[Natural language region descriptions]

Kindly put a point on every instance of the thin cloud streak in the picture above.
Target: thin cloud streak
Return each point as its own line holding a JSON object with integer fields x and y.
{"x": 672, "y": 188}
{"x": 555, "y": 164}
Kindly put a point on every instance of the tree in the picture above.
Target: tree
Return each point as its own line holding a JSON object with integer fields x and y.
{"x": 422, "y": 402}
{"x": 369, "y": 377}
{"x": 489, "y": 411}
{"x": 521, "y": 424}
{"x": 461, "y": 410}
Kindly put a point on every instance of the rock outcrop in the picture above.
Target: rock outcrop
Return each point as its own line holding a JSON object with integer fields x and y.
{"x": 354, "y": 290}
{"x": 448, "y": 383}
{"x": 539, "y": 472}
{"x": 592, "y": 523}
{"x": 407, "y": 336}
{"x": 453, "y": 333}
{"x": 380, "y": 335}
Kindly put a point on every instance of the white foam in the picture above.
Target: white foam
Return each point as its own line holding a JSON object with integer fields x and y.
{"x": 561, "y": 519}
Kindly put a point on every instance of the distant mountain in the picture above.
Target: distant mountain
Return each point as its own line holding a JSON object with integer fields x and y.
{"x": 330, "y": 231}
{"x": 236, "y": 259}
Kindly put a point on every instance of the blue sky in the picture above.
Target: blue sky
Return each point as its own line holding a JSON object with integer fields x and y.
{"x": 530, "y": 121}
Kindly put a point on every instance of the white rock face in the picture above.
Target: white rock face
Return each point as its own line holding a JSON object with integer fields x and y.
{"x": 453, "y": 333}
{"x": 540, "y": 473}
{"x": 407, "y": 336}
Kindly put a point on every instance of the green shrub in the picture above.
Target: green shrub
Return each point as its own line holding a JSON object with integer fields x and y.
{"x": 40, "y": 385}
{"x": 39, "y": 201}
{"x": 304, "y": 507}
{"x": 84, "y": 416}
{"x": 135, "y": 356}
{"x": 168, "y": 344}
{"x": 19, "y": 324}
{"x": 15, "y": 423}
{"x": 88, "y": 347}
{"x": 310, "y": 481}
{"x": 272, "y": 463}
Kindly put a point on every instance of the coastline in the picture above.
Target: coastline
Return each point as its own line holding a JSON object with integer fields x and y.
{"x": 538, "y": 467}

> **Exercise**:
The full set of records above must be retyped exactly.

> **Output below**:
Kindly put a point on every instance of the thin cloud streak in the picture above.
Target: thin cloud streak
Return each point as its own line holding a JSON object with integer fields x and y.
{"x": 672, "y": 188}
{"x": 555, "y": 164}
Kindly put a point on every instance of the tree in the picture above.
Target: tree
Return each point as its own line holding a JSON object with integer fields x and y.
{"x": 422, "y": 402}
{"x": 369, "y": 377}
{"x": 489, "y": 411}
{"x": 521, "y": 424}
{"x": 461, "y": 410}
Kindly put a point on every instance of the rock outcrop in the picture above.
Target: rock outcrop
Return each point as its own line holding a JSON object with integer fields x and y.
{"x": 354, "y": 290}
{"x": 448, "y": 383}
{"x": 539, "y": 472}
{"x": 592, "y": 523}
{"x": 407, "y": 336}
{"x": 453, "y": 333}
{"x": 380, "y": 335}
Kindly put a point on every instance of the white foam in the picture above.
Target: white foam
Return each point as its own line holding a JSON object with integer fields x and y.
{"x": 561, "y": 519}
Kindly put a point on every instance of the distant mountain in the picture above.
Target: distant mountain
Return each point as its own line holding a JSON object with integer fields x and y.
{"x": 330, "y": 231}
{"x": 236, "y": 259}
Kindly put a point on every instance of the blue sky in the picture above.
Target: blue sky
Return each point as its own line holding a JSON object with integer fields x and y.
{"x": 530, "y": 121}
Kindly put a point on every instance of the white rock face in the picture above.
Target: white rock face
Return each point as its own line holding a JSON object with integer fields x and y.
{"x": 453, "y": 333}
{"x": 540, "y": 473}
{"x": 407, "y": 336}
Kindly put a point on every instance of the green shrub in the picture above.
Target: green shrub
Return each point as its own line holding a JSON object with integer fields x and y.
{"x": 40, "y": 385}
{"x": 39, "y": 201}
{"x": 304, "y": 507}
{"x": 84, "y": 416}
{"x": 135, "y": 356}
{"x": 168, "y": 344}
{"x": 19, "y": 324}
{"x": 15, "y": 423}
{"x": 88, "y": 347}
{"x": 310, "y": 481}
{"x": 272, "y": 463}
Kindly put a point on every instance of the coastline in the picture above.
Target: coastline
Return each point as its own line holding a JSON object with integer fields x and y.
{"x": 538, "y": 467}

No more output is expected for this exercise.